Exercise objective —
Output only the lines below that start at the line containing "column 817, row 825" and end at the line containing "Where can you see the tan", with both ends kept.

Exercise inputs —
-----

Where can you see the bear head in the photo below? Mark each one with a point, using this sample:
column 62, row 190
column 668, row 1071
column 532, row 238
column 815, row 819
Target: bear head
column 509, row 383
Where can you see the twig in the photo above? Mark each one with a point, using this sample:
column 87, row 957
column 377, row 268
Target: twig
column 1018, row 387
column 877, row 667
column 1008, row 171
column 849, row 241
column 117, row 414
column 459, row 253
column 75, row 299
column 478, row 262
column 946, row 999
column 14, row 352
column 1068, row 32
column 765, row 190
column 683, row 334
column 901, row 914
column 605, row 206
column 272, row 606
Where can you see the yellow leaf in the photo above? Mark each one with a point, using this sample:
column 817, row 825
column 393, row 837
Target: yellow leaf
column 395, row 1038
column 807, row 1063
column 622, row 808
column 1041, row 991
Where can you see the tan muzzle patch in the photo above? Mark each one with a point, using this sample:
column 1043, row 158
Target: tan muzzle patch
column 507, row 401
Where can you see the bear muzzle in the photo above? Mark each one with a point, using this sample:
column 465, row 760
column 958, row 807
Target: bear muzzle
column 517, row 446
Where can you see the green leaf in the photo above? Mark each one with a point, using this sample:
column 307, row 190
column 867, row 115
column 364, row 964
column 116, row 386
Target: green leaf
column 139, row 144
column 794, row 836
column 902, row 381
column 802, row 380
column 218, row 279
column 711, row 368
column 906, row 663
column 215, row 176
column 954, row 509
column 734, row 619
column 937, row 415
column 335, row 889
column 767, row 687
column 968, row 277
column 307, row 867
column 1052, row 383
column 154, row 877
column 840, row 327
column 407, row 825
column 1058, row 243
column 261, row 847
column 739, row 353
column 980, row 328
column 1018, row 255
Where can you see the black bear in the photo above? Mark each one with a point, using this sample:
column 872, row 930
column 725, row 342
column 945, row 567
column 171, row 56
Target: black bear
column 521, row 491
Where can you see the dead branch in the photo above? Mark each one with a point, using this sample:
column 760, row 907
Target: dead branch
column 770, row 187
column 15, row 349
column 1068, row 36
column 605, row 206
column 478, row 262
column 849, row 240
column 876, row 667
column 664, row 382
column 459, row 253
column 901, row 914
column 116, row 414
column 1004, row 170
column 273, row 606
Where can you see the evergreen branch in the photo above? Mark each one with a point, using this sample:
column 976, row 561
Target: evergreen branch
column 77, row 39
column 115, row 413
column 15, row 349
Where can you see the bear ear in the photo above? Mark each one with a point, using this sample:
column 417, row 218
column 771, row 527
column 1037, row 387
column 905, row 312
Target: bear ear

-----

Task answer —
column 817, row 825
column 393, row 837
Target: yellow leaf
column 395, row 1038
column 807, row 1063
column 622, row 808
column 1041, row 991
Where can you see the tan muzzle patch in the photo above? Mark each one with a point, using this sample:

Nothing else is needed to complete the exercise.